Copy out every line exactly as given.

• **Given data**:

'''

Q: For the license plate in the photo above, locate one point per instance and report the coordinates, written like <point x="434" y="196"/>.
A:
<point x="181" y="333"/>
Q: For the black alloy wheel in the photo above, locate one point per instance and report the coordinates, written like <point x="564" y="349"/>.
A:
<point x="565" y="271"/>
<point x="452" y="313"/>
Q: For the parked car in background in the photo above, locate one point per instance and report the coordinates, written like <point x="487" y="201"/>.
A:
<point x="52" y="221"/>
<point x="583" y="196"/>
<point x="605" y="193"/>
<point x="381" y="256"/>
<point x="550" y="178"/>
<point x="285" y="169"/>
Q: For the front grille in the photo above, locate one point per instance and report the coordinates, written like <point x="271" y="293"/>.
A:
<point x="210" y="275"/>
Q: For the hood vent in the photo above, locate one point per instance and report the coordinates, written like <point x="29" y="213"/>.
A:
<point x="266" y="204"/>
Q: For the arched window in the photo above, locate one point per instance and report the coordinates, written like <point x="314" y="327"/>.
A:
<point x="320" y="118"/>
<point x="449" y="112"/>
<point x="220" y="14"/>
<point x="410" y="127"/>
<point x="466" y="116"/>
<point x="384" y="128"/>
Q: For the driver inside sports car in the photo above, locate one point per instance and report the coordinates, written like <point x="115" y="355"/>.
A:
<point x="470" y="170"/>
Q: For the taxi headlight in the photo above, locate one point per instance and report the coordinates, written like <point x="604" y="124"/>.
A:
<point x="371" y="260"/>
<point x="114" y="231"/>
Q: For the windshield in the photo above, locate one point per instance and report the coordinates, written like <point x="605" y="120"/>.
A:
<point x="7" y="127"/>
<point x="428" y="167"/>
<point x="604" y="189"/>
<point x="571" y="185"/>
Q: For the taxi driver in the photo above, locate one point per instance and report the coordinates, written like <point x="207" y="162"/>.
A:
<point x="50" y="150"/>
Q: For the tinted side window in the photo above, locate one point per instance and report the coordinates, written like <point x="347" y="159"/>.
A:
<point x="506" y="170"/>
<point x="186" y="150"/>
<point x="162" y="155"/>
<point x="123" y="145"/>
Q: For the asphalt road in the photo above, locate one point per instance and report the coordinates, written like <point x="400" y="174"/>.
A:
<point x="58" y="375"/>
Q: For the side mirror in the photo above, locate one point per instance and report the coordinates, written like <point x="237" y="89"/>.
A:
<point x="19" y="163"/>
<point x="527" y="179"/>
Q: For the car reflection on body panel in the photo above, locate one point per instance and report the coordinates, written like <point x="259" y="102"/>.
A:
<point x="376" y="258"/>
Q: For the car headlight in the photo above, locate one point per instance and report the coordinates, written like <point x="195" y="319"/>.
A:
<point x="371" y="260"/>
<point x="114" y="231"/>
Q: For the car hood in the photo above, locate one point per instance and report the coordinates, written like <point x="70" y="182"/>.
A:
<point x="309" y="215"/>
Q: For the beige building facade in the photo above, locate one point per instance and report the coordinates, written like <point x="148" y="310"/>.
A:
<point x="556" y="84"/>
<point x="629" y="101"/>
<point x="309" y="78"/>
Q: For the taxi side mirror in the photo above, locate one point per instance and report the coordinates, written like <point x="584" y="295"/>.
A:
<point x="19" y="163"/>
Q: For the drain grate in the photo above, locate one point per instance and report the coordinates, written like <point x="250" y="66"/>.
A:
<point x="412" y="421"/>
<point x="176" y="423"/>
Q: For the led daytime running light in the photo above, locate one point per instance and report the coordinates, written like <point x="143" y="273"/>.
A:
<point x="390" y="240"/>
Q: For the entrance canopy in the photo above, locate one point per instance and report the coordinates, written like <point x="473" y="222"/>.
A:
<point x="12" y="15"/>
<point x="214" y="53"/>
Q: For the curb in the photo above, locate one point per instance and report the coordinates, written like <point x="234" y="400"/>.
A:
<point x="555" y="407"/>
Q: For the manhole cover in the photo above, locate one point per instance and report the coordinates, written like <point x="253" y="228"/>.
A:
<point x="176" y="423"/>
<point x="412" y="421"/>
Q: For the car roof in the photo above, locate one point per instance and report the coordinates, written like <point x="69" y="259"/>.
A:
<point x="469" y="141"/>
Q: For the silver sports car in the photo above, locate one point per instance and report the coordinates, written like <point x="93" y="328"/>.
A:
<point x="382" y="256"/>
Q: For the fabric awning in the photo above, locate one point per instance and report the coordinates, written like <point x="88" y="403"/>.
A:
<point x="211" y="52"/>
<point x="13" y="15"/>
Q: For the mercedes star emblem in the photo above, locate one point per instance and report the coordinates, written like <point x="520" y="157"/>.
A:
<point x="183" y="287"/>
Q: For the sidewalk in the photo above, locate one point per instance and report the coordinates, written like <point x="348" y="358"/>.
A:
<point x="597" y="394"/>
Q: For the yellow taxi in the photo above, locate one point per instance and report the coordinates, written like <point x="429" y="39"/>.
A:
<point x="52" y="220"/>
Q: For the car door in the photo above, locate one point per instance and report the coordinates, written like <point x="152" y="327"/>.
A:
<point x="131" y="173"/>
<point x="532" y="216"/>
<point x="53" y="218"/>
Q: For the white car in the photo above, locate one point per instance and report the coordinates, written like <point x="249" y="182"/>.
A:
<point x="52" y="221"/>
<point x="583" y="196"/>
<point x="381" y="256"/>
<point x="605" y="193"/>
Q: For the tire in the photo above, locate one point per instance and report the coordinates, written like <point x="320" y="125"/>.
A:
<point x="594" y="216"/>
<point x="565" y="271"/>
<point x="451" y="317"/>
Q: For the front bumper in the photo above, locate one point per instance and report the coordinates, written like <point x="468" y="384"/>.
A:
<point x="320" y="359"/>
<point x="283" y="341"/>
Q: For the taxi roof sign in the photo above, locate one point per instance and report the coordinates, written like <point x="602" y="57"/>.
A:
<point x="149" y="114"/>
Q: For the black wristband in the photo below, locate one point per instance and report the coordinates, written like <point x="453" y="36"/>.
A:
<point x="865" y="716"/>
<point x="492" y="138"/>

'''

• **Exercise solution**:
Q: For the license plate in the photo above, locate one point per instance and report the coordinates, written like <point x="434" y="196"/>.
A:
<point x="181" y="333"/>
Q: For the black alloy wheel in the photo above, locate one point per instance and report the coordinates, written like <point x="564" y="349"/>.
A:
<point x="565" y="271"/>
<point x="452" y="313"/>
Q: For the parked car in background in the photo above, locate one point per instance and report the coordinates, written like <point x="487" y="201"/>.
A:
<point x="52" y="221"/>
<point x="583" y="196"/>
<point x="605" y="193"/>
<point x="381" y="256"/>
<point x="550" y="178"/>
<point x="285" y="169"/>
Q: For the front grille in the photo above, locate one point per instance and report the coordinates, written like <point x="271" y="293"/>.
A:
<point x="210" y="275"/>
Q: For the hood vent in the photo above, locate one point per instance and report the coordinates, written like <point x="29" y="213"/>.
A:
<point x="266" y="204"/>
Q: For the arched window in the photo above, locate one point per instance and report the coordinates, written like <point x="314" y="327"/>.
A:
<point x="320" y="118"/>
<point x="449" y="112"/>
<point x="220" y="14"/>
<point x="410" y="127"/>
<point x="466" y="116"/>
<point x="384" y="128"/>
Q: For the driver inside sports car in the photo above, locate one point per instance and report the coordinates, written like <point x="115" y="355"/>.
A:
<point x="470" y="170"/>
Q: For the taxi headlight in the photo above, locate one point per instance and report the coordinates, written like <point x="604" y="124"/>.
A:
<point x="371" y="260"/>
<point x="114" y="231"/>
Q: For the windshield in the photo above, locate one point per instance and report the coordinates, written like <point x="605" y="120"/>.
A:
<point x="7" y="127"/>
<point x="428" y="167"/>
<point x="604" y="189"/>
<point x="571" y="185"/>
Q: For the taxi driver in the photo above, locate one point per instance and report the coordinates, written like <point x="207" y="162"/>.
A:
<point x="50" y="150"/>
Q: For the tinted side window in the photo above, locate one point per instance and report the coordinates, written like <point x="347" y="159"/>.
A:
<point x="506" y="170"/>
<point x="186" y="150"/>
<point x="162" y="155"/>
<point x="123" y="145"/>
Q: For the asphalt road in the photo above, locate one point per instance and report the coordinates, written like <point x="400" y="174"/>.
A:
<point x="58" y="375"/>
Q: For the side mirror in the photo above, locate one point per instance and report the coordinates, written like <point x="237" y="89"/>.
A:
<point x="19" y="163"/>
<point x="527" y="179"/>
Q: For the car reflection on body panel in the photo above, locate one point per instance and report the coordinates, written like <point x="259" y="102"/>.
A:
<point x="376" y="258"/>
Q: For the car headlight in the photo above, locate one point per instance and report the coordinates, written like <point x="195" y="319"/>.
A:
<point x="371" y="260"/>
<point x="114" y="231"/>
Q: For the car hood in the photo above, locate one point per instance and report the coordinates, written like <point x="70" y="182"/>.
A:
<point x="309" y="215"/>
Q: For the beige building facade in the photo above, locate one point per instance and report the coordinates, written like <point x="148" y="310"/>.
A:
<point x="556" y="84"/>
<point x="629" y="101"/>
<point x="309" y="78"/>
Q: For the taxi side mirror in the photo above, locate one point per instance and report the coordinates, written like <point x="584" y="295"/>.
A:
<point x="19" y="163"/>
Q: For the drain grate in the photo above, locate one point per instance and report the coordinates, written like <point x="250" y="66"/>.
A:
<point x="412" y="421"/>
<point x="176" y="423"/>
Q: For the led daytime running light in the photo above, locate one point per instance and report the coordinates, written like <point x="143" y="273"/>.
A:
<point x="390" y="240"/>
Q: For the entrance canopy in the photo above, locate one point per instance and report the coordinates, written like <point x="473" y="222"/>.
A:
<point x="12" y="15"/>
<point x="214" y="53"/>
Q: For the curb in the photo above, locate one point per instance and report the coordinates, written like <point x="234" y="400"/>.
A:
<point x="555" y="407"/>
Q: For the manhole cover in the photo above, locate one point per instance and report the coordinates, written like <point x="253" y="228"/>.
A:
<point x="176" y="423"/>
<point x="412" y="421"/>
Q: For the car roof in the photo above, locate one point per instance and report the coordinates, written like <point x="69" y="259"/>.
A:
<point x="469" y="141"/>
Q: For the silver sports car in the photo above, locate one point per instance and report the coordinates, written like <point x="93" y="328"/>.
A:
<point x="382" y="256"/>
Q: For the fabric awning in the photo above, locate one point per instance and report the coordinates, written like <point x="88" y="403"/>.
A:
<point x="211" y="52"/>
<point x="13" y="15"/>
Q: For the mercedes star emblem in the photo above, locate one point per instance and report the coordinates, written like <point x="520" y="157"/>.
A:
<point x="183" y="287"/>
Q: For the sidewalk in the photo above, locate one point per instance and report the coordinates, written like <point x="348" y="358"/>.
A:
<point x="597" y="394"/>
Q: For the yellow taxi in the photo above, locate one point per instance and report the coordinates, written like <point x="429" y="39"/>.
A:
<point x="52" y="220"/>
Q: For the car door in the photo above, locate one point per instance and report the coordinates, written like <point x="152" y="327"/>.
A:
<point x="131" y="173"/>
<point x="532" y="216"/>
<point x="53" y="218"/>
Q: For the white car in the photo above, locate one point per instance and report the coordinates, written like <point x="249" y="182"/>.
A:
<point x="52" y="221"/>
<point x="583" y="196"/>
<point x="381" y="256"/>
<point x="605" y="193"/>
Q: For the tire in the photo above, locate one point per instance and report the coordinates, written like <point x="320" y="125"/>.
A:
<point x="594" y="216"/>
<point x="565" y="271"/>
<point x="451" y="317"/>
Q: For the front bumper in the photo above, locate one point per instance and report the coordinates, written like <point x="468" y="384"/>.
A:
<point x="320" y="359"/>
<point x="283" y="341"/>
Q: For the taxi roof sign in the photo above, locate one point per instance and report the coordinates, written like <point x="602" y="57"/>.
A:
<point x="149" y="114"/>
Q: For the black wristband in the photo below, locate one point per instance and report the coordinates, written like <point x="453" y="36"/>.
A:
<point x="865" y="716"/>
<point x="492" y="138"/>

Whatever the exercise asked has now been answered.